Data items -
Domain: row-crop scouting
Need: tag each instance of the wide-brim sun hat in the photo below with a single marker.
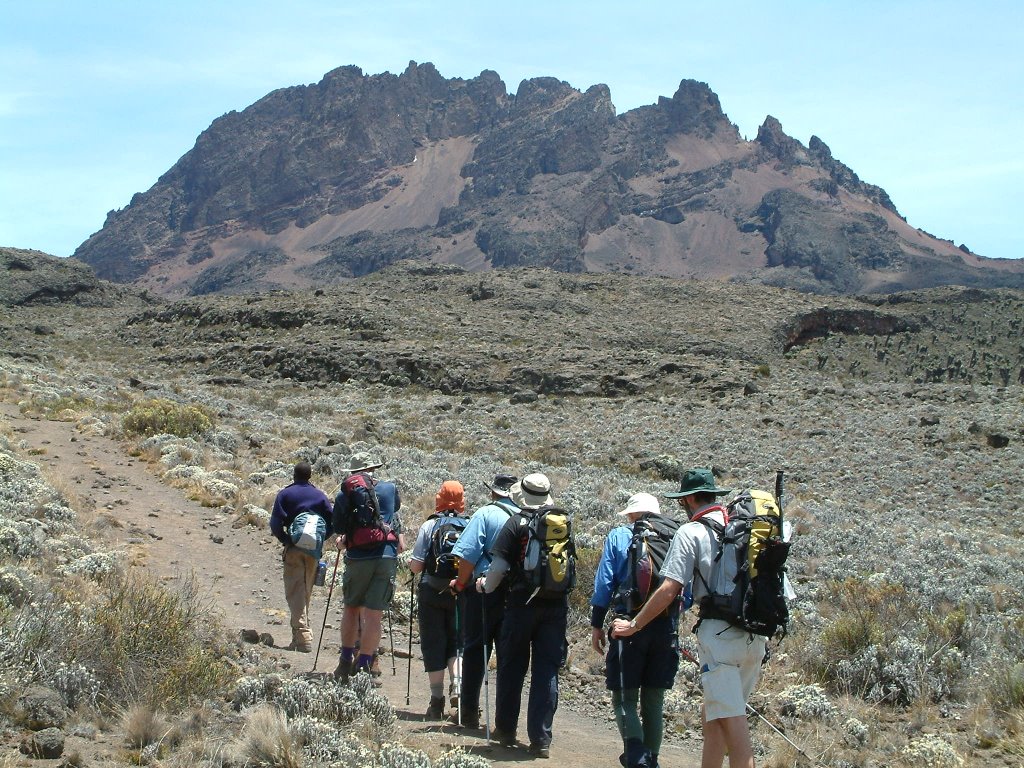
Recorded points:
(697, 481)
(364, 461)
(641, 503)
(531, 492)
(502, 484)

Task description - Copy all the entries word for word. Omit any pictures.

Response below -
Domain: row-crop scouting
Need: tag each instance of the wide-brim sun hat in the photo below with a single marker.
Recorded points:
(697, 481)
(364, 461)
(641, 503)
(531, 492)
(502, 484)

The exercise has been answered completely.